:: Prompt ::
Make an exact copy of the lines, leaving the pictures out.

:: Records shown ::

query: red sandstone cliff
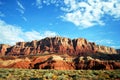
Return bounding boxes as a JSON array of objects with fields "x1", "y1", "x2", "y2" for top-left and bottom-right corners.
[{"x1": 0, "y1": 37, "x2": 117, "y2": 56}]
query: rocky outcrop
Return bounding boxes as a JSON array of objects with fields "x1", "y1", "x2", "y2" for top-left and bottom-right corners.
[
  {"x1": 0, "y1": 44, "x2": 10, "y2": 56},
  {"x1": 0, "y1": 37, "x2": 117, "y2": 55}
]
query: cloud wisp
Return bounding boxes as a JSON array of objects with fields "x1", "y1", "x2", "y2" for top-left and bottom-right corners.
[
  {"x1": 0, "y1": 11, "x2": 5, "y2": 17},
  {"x1": 0, "y1": 20, "x2": 57, "y2": 45},
  {"x1": 33, "y1": 0, "x2": 120, "y2": 28},
  {"x1": 17, "y1": 1, "x2": 25, "y2": 10},
  {"x1": 61, "y1": 0, "x2": 120, "y2": 28}
]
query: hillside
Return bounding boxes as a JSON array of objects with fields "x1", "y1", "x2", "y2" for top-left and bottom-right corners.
[{"x1": 0, "y1": 37, "x2": 117, "y2": 56}]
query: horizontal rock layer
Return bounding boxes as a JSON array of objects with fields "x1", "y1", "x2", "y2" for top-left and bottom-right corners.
[
  {"x1": 0, "y1": 55, "x2": 120, "y2": 70},
  {"x1": 0, "y1": 37, "x2": 117, "y2": 56}
]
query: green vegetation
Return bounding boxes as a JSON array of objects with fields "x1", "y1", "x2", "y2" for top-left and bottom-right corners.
[{"x1": 0, "y1": 68, "x2": 120, "y2": 80}]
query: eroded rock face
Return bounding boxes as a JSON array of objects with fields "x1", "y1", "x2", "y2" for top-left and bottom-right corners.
[
  {"x1": 0, "y1": 44, "x2": 10, "y2": 56},
  {"x1": 0, "y1": 37, "x2": 117, "y2": 55}
]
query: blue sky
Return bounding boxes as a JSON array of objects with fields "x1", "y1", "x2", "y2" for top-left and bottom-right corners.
[{"x1": 0, "y1": 0, "x2": 120, "y2": 48}]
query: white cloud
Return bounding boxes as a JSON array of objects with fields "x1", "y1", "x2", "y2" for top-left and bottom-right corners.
[
  {"x1": 0, "y1": 20, "x2": 57, "y2": 45},
  {"x1": 61, "y1": 0, "x2": 120, "y2": 28},
  {"x1": 17, "y1": 1, "x2": 25, "y2": 14},
  {"x1": 36, "y1": 0, "x2": 42, "y2": 9},
  {"x1": 17, "y1": 1, "x2": 25, "y2": 10},
  {"x1": 32, "y1": 0, "x2": 63, "y2": 9},
  {"x1": 0, "y1": 11, "x2": 5, "y2": 17},
  {"x1": 22, "y1": 16, "x2": 27, "y2": 21}
]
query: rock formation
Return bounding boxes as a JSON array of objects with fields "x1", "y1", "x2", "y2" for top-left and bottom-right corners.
[
  {"x1": 0, "y1": 54, "x2": 120, "y2": 70},
  {"x1": 0, "y1": 37, "x2": 117, "y2": 56}
]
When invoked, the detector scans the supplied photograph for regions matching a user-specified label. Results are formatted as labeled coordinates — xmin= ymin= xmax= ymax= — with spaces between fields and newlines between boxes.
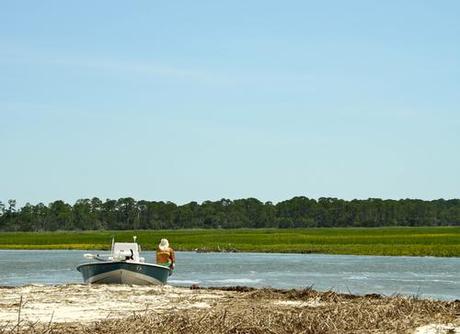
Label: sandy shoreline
xmin=0 ymin=284 xmax=460 ymax=334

:: Exercise answer ::
query: red sandstone cliff
Return bounding boxes as a JSON array of objects with fields "x1", "y1", "x2", "y2" for top-left and bottom-right corners.
[{"x1": 0, "y1": 37, "x2": 117, "y2": 56}]
query: rocky outcrop
Return bounding boxes as a JSON array of objects with fields "x1", "y1", "x2", "y2" for top-left and bottom-right corners.
[
  {"x1": 0, "y1": 44, "x2": 10, "y2": 56},
  {"x1": 0, "y1": 37, "x2": 117, "y2": 55}
]
query: cloud wisp
Return bounding boxes as a JSON array of objects with fields "x1", "y1", "x2", "y2" for top-left and bottom-right corners.
[
  {"x1": 0, "y1": 11, "x2": 5, "y2": 17},
  {"x1": 0, "y1": 20, "x2": 57, "y2": 45},
  {"x1": 33, "y1": 0, "x2": 120, "y2": 28},
  {"x1": 17, "y1": 1, "x2": 25, "y2": 10},
  {"x1": 61, "y1": 0, "x2": 120, "y2": 28}
]
query: hillside
Return bounding boxes as a JSON array of objects with fields "x1", "y1", "x2", "y2" for top-left and bottom-right corners.
[{"x1": 0, "y1": 37, "x2": 117, "y2": 56}]
query: horizontal rock layer
Return bounding boxes as a JSON array of objects with fields "x1", "y1", "x2", "y2" for top-left and bottom-right corners.
[
  {"x1": 0, "y1": 55, "x2": 120, "y2": 70},
  {"x1": 0, "y1": 37, "x2": 117, "y2": 56}
]
query: green vegetation
Return bounding boxes as a JSON array of objects with fields "x1", "y1", "x2", "y2" for top-left and bottom-right corners.
[{"x1": 0, "y1": 68, "x2": 120, "y2": 80}]
query: eroded rock face
Return bounding boxes as a JSON array of objects with fields "x1", "y1", "x2", "y2" for top-left and bottom-right corners.
[
  {"x1": 0, "y1": 44, "x2": 10, "y2": 56},
  {"x1": 0, "y1": 37, "x2": 117, "y2": 55}
]
query: blue sky
Return bounding boxes as a JSON array of objects with fields "x1", "y1", "x2", "y2" for top-left and bottom-right corners.
[{"x1": 0, "y1": 0, "x2": 120, "y2": 48}]
query: white cloud
Return bounding boxes as a JSON array of objects with fields "x1", "y1", "x2", "y2" for top-left and bottom-right corners.
[
  {"x1": 0, "y1": 20, "x2": 57, "y2": 45},
  {"x1": 61, "y1": 0, "x2": 120, "y2": 28},
  {"x1": 17, "y1": 1, "x2": 25, "y2": 14},
  {"x1": 36, "y1": 0, "x2": 42, "y2": 9},
  {"x1": 17, "y1": 1, "x2": 25, "y2": 10},
  {"x1": 32, "y1": 0, "x2": 63, "y2": 9},
  {"x1": 0, "y1": 11, "x2": 5, "y2": 17},
  {"x1": 22, "y1": 16, "x2": 27, "y2": 21}
]
query: rock formation
Return bounding boxes as a JSON array of objects with fields "x1", "y1", "x2", "y2" for top-left and bottom-right corners.
[
  {"x1": 0, "y1": 54, "x2": 120, "y2": 70},
  {"x1": 0, "y1": 37, "x2": 117, "y2": 56}
]
When invoked, the detector scans the supplied photograph for regions matching a user-specified label. Results are formatted as labeled coordinates — xmin= ymin= xmax= ymax= — with spaces between fields and newlines between boxes.
Label: sandy shoreline
xmin=0 ymin=284 xmax=460 ymax=334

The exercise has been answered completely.